_DATA RECORDS_.
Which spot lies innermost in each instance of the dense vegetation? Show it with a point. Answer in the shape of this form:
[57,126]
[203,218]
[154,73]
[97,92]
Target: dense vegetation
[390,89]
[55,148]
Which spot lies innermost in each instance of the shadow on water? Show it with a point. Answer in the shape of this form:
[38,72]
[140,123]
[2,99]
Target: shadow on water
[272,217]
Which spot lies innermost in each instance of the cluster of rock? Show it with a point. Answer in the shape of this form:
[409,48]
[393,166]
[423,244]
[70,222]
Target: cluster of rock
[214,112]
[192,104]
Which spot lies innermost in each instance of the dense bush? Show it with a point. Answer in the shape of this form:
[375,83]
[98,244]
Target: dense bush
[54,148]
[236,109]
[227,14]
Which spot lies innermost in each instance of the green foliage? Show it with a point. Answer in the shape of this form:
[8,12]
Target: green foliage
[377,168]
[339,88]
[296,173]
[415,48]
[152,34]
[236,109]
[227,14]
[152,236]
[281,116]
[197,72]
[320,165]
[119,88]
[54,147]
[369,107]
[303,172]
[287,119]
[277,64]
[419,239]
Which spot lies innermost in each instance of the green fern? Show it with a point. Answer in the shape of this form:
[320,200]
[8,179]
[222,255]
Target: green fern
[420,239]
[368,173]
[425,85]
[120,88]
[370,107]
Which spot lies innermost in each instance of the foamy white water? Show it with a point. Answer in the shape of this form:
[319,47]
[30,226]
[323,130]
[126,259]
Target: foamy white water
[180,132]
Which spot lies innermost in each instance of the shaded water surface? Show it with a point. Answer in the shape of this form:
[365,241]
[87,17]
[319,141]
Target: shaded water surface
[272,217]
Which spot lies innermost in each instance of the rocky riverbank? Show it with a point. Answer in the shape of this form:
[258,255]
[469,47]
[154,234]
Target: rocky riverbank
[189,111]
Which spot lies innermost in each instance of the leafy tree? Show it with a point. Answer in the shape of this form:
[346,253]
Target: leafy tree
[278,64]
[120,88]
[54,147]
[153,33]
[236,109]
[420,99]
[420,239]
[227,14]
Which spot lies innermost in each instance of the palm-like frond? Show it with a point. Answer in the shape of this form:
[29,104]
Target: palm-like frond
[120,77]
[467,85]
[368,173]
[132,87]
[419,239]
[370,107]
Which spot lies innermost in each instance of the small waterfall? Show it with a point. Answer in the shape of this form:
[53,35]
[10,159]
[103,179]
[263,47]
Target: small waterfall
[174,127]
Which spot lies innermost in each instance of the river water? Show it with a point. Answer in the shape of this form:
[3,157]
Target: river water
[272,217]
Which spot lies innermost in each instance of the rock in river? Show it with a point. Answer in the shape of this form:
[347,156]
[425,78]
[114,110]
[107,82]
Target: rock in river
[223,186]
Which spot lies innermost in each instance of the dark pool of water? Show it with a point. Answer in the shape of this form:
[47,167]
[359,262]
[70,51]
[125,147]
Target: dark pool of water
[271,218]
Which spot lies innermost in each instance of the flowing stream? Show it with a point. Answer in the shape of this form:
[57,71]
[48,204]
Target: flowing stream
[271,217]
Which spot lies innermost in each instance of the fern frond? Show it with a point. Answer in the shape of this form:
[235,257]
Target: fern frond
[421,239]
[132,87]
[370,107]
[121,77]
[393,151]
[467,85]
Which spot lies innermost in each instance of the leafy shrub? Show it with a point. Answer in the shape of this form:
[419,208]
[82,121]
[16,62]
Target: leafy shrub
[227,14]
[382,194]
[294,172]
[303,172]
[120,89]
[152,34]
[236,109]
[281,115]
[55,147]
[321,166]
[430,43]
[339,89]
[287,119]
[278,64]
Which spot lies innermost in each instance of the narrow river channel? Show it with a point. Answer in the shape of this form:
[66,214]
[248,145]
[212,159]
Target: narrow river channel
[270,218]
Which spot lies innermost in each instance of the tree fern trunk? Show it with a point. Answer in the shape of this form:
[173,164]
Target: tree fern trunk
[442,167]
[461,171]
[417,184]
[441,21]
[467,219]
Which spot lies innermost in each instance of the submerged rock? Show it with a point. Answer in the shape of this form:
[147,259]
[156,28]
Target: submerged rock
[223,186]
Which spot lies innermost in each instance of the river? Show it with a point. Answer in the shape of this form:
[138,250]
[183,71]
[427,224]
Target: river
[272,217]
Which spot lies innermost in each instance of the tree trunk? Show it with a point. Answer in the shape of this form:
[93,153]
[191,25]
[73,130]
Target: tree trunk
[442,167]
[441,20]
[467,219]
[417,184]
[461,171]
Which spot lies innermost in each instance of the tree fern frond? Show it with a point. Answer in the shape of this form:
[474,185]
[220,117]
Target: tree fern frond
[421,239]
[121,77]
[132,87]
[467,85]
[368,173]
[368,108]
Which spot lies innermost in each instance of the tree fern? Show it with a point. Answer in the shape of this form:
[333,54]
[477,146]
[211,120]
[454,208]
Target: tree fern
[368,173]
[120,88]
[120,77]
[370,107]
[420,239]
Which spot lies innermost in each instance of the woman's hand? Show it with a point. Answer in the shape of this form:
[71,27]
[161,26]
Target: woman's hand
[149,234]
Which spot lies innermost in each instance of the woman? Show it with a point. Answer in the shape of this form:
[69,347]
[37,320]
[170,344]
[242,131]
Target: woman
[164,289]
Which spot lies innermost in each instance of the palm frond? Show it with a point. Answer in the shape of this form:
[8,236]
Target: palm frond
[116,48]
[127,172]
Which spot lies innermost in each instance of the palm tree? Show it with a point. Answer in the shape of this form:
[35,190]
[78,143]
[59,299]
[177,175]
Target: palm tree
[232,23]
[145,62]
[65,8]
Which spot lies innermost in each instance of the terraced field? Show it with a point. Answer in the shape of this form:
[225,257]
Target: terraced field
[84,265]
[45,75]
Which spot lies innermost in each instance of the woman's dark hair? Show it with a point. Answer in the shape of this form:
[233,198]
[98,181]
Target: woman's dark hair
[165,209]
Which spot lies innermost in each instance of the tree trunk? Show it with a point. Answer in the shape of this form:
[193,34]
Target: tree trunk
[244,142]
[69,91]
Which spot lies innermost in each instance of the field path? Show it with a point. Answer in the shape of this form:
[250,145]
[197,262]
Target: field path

==

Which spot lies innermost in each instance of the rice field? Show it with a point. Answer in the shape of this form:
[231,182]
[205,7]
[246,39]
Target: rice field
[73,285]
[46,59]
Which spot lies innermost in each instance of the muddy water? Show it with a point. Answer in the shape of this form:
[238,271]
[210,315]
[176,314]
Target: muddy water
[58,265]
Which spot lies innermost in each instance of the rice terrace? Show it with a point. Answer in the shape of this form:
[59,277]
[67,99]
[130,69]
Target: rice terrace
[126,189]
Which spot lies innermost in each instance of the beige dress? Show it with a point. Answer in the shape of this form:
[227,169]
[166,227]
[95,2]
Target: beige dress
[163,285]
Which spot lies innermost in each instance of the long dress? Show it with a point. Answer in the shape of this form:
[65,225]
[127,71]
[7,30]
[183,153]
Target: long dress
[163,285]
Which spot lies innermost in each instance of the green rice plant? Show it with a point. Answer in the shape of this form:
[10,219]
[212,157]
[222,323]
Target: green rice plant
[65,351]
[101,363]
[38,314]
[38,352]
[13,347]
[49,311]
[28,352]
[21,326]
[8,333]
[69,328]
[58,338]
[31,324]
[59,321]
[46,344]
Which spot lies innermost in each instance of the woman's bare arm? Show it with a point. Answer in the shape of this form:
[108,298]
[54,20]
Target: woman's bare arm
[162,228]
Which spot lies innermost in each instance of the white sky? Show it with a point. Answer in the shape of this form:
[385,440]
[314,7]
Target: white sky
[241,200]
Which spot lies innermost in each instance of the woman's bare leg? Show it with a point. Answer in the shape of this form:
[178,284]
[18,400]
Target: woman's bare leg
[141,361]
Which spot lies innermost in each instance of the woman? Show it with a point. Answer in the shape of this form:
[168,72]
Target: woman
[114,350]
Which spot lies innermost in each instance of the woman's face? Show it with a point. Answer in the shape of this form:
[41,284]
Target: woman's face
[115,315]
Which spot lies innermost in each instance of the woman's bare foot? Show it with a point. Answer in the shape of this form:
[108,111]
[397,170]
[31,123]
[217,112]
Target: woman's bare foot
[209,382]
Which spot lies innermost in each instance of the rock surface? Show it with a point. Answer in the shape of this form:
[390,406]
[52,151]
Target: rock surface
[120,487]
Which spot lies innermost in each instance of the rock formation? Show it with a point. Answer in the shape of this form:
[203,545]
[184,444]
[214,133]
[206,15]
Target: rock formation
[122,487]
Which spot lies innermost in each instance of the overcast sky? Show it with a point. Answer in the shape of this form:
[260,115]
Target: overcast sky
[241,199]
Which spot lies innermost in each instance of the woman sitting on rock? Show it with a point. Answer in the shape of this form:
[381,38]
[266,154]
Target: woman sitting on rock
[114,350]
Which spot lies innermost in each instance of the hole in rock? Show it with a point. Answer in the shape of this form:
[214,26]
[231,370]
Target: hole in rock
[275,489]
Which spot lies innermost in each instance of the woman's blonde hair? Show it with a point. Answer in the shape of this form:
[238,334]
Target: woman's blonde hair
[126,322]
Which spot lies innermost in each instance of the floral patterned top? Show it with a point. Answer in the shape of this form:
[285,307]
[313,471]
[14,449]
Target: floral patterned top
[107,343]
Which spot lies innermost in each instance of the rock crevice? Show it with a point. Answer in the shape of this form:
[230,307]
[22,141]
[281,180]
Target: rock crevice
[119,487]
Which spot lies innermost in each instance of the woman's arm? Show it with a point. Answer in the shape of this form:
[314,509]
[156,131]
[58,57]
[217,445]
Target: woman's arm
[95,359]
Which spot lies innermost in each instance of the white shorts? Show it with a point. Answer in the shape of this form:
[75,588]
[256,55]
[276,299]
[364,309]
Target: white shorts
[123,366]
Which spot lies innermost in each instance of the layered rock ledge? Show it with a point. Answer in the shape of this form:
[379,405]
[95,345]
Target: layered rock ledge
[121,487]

_EXERCISE REQUIREMENTS_.
Return every line of the items above that contains the string "crevice", copying each one in full.

_EXERCISE RESPONSE_.
Which spot lies innermost in each instance of the rock crevice? Show it with a point. Answer in the shape of this form:
Target: rock crevice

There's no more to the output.